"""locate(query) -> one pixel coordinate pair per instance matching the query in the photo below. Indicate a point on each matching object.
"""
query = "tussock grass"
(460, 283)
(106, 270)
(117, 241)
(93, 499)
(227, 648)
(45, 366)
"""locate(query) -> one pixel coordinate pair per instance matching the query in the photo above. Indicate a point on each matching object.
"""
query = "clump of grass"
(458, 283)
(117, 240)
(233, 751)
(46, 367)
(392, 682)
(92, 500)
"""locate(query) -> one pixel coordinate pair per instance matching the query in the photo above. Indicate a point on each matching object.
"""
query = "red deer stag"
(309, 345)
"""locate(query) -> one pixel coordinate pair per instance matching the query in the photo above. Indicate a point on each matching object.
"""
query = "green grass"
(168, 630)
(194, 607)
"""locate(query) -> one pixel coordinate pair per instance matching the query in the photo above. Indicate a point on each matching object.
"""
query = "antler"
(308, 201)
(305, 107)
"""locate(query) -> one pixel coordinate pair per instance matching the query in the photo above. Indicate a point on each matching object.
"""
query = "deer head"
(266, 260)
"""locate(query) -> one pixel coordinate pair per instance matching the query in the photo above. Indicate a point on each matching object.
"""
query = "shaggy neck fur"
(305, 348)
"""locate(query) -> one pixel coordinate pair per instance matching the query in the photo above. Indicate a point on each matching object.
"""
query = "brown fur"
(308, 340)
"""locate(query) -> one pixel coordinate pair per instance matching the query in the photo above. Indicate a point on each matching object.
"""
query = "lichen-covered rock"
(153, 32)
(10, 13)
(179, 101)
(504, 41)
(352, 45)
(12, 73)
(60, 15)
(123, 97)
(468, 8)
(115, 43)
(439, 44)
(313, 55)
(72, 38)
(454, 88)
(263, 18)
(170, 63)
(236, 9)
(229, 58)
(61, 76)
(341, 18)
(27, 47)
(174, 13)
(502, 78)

• • •

## STATED GOAL
Repeat the records above exactly, from the first line to the last.

## OUTPUT FOR THIS EXERCISE
"""locate(query) -> one pixel coordinate pair per instance matching the query in the photo below. Indicate a point on each matching object.
"""
query = "tussock grass"
(460, 283)
(106, 270)
(117, 241)
(93, 499)
(227, 648)
(45, 366)
"""locate(query) -> one pixel coordinate pair per instance matching the query in the photo above. Indicate a point on each matching object.
"""
query = "clump of grass"
(458, 283)
(117, 240)
(233, 751)
(46, 367)
(392, 682)
(92, 500)
"""locate(query) -> one pixel coordinate pair per instance matching the query in the photo above. Indicate a point on each matching object.
"""
query = "red deer stag"
(309, 345)
"""locate(query) -> one pixel coordinate pair per instance matching the query in the photo above. Indicate a point on each matching object.
"""
query = "green grass"
(168, 630)
(194, 607)
"""locate(query) -> one pixel coordinate pair per instance matching the query in the photo above. Indicate a point on each matching object.
"""
query = "antler"
(308, 201)
(305, 107)
"""locate(query) -> one pixel coordinate pair per instance matching the query in the photo above. Indicate a point on each matching object.
"""
query = "deer head"
(266, 260)
"""locate(query) -> one pixel coordinate pair per instance matching the query in the photo above. Indicate a point on each matching object.
"""
query = "shaggy neck fur"
(305, 348)
"""locate(query) -> one pixel coordinate pair per instance matching the query in the photo above. Indicate a point on each matching object.
"""
query = "brown fur"
(308, 340)
"""locate(query) -> one pixel coordinate pair per instance matching the query in the photo above. Indicate a point on each matching object.
"""
query = "lichen-covered rock"
(153, 32)
(10, 13)
(179, 101)
(504, 41)
(352, 45)
(12, 73)
(60, 15)
(123, 97)
(468, 8)
(115, 43)
(439, 44)
(313, 55)
(72, 38)
(454, 88)
(263, 18)
(170, 63)
(236, 9)
(229, 58)
(61, 76)
(341, 18)
(27, 47)
(174, 13)
(502, 78)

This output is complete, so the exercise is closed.